- _Ausgewählter Text_

'''

In einem neuen Urteil hat sich das Bundesarbeitsgericht am 15. Mai 2013 (Az. 10 AZR 325/12) mit der über den Einzelfall weit hinausgehenden Fragestellung befasst, welche Arbeitszeit vom Arbeitnehmer geschuldet wird, wenn jemand z. B. als außertariflicher Beschäftigter angestellt ist und im Arbeitsvertrag lediglich erwähnt wird, der Arbeitnehmer habe „auch außerhalb der betriebsüblichen Arbeitszeit tätig [zu] werden“. Weitere Regelungen zur Arbeitszeit enthielt der Vertrag der Prozessparteien nicht.

 

Die betreffende Arbeitnehmerin hatte dann – im Verhältnis zu den betriebsüblichen Arbeitszeiten – im Herbst 2010 nahezu 700 Minusstunden angesammelt und die Arbeitgeberin verlangte von der Mitarbeiterin, dass sie zumindest die betriebsübliche Arbeitszeit leisten sollte. Die Arbeitgeberin kürzte die Gehälter dann, weil die Klägerin ihre Arbeitspflicht nicht vollständig erfüllte und nur noch teilweise arbeitete.

'''

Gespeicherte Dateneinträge
'''

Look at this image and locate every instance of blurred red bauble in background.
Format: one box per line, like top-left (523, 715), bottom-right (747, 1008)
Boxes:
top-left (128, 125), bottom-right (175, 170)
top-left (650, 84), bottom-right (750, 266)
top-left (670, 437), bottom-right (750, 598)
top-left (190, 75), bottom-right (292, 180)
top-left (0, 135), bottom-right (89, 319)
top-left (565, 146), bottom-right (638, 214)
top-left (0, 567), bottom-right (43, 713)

'''

- _Aufgabenstellung_
• 1. Wie viele Minusstunden hatte die Arbeitnehmerin laut dem Text zum Urteil im Herbst 2010 angesammelt?
• 2. Kopiere aus dem Text zum Urteil alles von „Die betreffende Arbeitnehmerin“ bis hinunter zu „noch teilweise arbeitete.“ ohne jede Änderung.
Die Einträge sind hierfür nicht erforderlich.

- _Ergebnisse_
• 1. Nahezu 700 Minusstunden.

• 2.
Die betreffende Arbeitnehmerin hatte dann – im Verhältnis zu den betriebsüblichen Arbeitszeiten – im Herbst 2010 nahezu 700 Minusstunden angesammelt und die Arbeitgeberin verlangte von der Mitarbeiterin, dass sie zumindest die betriebsübliche Arbeitszeit leisten sollte. Die Arbeitgeberin kürzte die Gehälter dann, weil die Klägerin ihre Arbeitspflicht nicht vollständig erfüllte und nur noch teilweise arbeitete.